### THE TASK
Retype the entries, please, from their first line to the line containing "woman in the photograph above.", exactly and only those lines, minus the pictures.

- - -

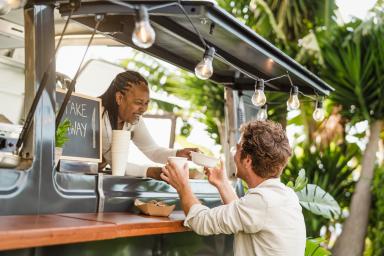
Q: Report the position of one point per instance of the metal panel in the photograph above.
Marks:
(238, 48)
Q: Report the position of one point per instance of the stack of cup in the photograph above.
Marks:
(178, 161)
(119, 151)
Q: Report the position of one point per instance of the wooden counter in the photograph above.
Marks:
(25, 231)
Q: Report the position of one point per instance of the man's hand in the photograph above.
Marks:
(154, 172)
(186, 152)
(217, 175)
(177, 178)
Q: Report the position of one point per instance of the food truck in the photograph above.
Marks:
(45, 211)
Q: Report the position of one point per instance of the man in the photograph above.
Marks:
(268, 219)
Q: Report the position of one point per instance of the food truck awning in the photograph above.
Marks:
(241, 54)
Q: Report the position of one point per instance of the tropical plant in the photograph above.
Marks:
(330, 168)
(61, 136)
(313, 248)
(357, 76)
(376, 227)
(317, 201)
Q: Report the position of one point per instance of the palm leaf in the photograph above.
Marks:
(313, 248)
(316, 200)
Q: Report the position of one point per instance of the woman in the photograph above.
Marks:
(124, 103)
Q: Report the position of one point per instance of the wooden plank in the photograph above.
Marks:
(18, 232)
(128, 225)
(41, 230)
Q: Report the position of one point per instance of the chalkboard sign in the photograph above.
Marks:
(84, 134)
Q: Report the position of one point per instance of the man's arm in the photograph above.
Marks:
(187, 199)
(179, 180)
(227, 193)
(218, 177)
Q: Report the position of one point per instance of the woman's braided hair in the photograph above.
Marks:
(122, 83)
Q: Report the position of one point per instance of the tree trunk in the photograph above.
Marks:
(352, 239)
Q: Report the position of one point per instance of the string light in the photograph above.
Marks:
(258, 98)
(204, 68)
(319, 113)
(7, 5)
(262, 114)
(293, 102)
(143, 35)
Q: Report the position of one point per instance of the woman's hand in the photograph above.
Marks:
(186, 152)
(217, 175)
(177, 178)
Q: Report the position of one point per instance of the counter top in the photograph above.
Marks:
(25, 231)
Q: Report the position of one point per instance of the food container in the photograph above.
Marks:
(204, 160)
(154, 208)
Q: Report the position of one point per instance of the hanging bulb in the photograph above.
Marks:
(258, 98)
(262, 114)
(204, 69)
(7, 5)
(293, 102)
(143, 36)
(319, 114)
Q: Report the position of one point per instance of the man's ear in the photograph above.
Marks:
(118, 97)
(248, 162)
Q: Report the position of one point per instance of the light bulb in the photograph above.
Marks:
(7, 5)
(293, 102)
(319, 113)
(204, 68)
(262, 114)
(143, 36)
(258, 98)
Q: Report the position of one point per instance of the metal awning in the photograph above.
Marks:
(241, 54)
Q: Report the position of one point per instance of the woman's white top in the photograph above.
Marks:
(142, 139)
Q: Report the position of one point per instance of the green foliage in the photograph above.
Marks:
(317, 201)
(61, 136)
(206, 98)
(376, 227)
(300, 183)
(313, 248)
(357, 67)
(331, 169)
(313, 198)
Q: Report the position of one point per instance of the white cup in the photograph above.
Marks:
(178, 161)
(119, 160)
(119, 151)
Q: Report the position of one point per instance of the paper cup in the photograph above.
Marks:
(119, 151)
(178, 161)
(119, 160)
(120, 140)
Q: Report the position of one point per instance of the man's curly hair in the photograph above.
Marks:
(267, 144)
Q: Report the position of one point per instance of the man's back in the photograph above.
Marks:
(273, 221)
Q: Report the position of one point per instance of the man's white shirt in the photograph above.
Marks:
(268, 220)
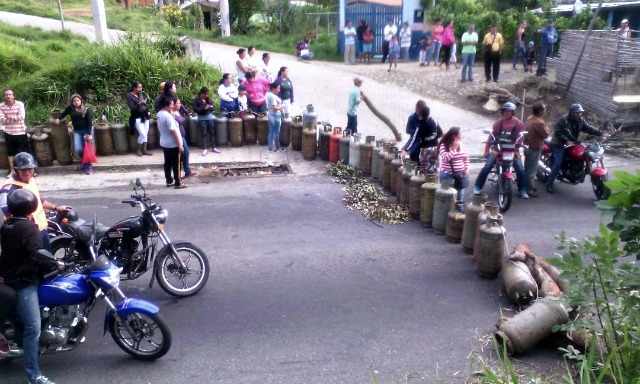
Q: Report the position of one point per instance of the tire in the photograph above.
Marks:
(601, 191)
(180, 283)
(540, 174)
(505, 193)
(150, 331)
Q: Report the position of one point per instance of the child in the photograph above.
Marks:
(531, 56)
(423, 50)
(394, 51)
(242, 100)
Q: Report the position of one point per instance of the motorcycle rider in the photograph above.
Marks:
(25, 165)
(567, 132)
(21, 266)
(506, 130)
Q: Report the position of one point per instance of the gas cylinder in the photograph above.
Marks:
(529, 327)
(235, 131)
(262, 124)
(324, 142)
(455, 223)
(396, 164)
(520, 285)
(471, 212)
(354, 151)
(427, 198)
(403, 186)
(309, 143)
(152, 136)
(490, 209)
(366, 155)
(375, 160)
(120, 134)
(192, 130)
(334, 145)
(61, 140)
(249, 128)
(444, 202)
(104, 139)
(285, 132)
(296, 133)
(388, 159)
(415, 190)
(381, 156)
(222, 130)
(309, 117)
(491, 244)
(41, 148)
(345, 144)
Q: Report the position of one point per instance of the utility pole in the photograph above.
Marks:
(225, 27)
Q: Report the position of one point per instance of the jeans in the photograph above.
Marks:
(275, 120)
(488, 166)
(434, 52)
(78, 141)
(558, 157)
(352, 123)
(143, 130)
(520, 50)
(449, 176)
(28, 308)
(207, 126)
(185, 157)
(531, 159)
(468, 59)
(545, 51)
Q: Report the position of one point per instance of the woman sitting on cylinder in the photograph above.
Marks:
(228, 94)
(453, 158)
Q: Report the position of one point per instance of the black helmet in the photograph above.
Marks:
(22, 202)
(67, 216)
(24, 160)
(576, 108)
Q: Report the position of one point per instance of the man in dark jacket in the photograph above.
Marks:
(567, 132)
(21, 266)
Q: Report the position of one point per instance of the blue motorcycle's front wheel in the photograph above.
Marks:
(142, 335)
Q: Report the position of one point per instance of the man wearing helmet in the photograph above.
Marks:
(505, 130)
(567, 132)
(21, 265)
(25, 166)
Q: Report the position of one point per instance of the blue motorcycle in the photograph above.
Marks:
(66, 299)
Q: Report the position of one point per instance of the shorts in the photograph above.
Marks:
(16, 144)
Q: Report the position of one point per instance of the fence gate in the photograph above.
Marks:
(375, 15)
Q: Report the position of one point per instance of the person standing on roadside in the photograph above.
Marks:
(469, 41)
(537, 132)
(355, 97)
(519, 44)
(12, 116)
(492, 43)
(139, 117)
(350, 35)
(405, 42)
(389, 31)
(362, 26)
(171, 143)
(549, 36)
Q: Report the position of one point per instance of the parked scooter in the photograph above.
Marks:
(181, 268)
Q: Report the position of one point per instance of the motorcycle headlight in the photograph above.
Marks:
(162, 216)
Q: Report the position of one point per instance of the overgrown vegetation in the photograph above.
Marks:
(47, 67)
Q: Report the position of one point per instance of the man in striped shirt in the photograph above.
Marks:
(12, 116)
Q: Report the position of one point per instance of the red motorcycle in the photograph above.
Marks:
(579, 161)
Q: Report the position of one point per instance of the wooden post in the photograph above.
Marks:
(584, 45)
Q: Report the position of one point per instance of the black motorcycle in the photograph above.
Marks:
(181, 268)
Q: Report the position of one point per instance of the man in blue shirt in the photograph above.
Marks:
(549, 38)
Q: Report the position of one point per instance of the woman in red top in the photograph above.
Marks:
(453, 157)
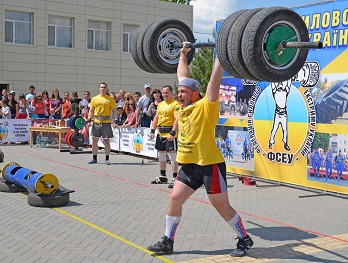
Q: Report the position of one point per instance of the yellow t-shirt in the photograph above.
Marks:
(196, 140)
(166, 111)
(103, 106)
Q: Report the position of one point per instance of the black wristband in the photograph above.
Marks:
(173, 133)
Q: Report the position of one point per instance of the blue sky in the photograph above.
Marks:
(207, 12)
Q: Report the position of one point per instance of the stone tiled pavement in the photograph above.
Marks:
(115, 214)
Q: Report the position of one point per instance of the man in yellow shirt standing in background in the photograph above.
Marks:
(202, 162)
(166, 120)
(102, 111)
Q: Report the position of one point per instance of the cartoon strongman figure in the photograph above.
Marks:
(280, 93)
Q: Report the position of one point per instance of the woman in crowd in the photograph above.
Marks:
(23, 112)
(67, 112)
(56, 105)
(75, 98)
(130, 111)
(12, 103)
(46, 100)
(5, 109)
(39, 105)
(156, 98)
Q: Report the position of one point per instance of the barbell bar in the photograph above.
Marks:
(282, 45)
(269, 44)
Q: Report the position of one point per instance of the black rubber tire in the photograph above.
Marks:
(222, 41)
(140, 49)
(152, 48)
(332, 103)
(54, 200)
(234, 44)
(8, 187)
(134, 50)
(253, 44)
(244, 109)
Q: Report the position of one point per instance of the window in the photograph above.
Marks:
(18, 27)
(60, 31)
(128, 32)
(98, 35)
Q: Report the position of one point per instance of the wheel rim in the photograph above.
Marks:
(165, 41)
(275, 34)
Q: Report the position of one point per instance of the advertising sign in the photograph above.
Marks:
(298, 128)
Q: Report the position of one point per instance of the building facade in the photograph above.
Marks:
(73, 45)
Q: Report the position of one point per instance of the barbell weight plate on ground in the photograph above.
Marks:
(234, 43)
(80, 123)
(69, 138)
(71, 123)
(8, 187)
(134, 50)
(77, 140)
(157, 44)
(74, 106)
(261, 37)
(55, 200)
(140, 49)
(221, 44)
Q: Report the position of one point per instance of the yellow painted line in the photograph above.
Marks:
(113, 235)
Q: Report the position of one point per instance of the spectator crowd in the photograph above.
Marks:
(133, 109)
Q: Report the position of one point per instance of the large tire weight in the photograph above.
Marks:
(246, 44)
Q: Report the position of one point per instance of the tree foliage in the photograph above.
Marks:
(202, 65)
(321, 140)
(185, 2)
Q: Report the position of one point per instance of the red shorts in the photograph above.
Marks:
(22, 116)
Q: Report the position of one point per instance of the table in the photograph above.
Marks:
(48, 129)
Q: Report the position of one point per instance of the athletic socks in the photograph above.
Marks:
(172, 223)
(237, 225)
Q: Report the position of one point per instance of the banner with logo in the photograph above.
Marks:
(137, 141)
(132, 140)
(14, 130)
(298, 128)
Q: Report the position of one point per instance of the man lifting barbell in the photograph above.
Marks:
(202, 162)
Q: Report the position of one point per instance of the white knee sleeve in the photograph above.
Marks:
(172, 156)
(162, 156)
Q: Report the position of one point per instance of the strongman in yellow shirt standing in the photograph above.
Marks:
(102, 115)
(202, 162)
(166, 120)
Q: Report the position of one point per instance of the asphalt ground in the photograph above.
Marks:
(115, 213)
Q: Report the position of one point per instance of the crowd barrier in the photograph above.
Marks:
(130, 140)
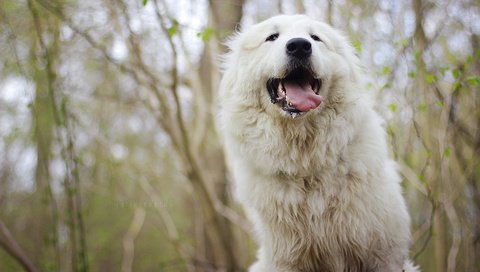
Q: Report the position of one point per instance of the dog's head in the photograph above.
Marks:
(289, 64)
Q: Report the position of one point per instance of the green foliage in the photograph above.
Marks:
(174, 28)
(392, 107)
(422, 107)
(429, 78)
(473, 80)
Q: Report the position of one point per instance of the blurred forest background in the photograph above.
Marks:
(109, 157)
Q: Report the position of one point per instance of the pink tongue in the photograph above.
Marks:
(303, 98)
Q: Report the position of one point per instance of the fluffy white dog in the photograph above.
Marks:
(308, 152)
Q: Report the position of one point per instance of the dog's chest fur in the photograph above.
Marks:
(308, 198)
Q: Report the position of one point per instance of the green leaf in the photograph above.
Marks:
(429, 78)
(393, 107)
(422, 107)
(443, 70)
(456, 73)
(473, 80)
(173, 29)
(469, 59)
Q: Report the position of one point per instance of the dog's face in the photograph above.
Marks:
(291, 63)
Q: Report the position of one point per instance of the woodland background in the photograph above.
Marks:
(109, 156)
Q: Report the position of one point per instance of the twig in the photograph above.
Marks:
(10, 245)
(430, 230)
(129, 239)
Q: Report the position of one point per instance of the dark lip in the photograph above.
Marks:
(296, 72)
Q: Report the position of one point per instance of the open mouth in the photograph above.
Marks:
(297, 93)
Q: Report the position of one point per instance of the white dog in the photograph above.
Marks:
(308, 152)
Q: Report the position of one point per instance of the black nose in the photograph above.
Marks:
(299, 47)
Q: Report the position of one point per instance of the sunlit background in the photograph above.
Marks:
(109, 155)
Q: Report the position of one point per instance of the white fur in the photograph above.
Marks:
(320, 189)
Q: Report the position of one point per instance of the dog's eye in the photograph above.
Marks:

- - -

### ANSWER BOX
Q: Report the position of one point per instance of the metal panel in the photograph above.
Marks:
(238, 48)
Q: Report the position of one point per instance of the stack of cup in the photograph above.
Marks:
(178, 161)
(119, 151)
Q: Report the position of one point per instance of the wooden counter in the photograph above.
Marks:
(25, 231)
Q: Report the position of one point per instance of the man's hand in the photograph above.
Marks:
(154, 172)
(186, 152)
(217, 175)
(177, 178)
Q: Report the position of one point per instance of the food truck in the photograph above.
Marks:
(45, 211)
Q: Report the position of one point per instance of the man in the photograph above.
Marks:
(268, 219)
Q: Report the position of one point per instance of the food truck awning in the photograph above.
Marks:
(241, 54)
Q: Report the position of one point per instance of the tropical plant in the photograph above.
Marks:
(330, 168)
(61, 136)
(313, 248)
(357, 76)
(376, 227)
(317, 201)
Q: Report the position of one point per instance of the palm leaf in the photograph above.
Marks:
(313, 248)
(316, 200)
Q: Report the position of one point per instance of the woman in the photograph above.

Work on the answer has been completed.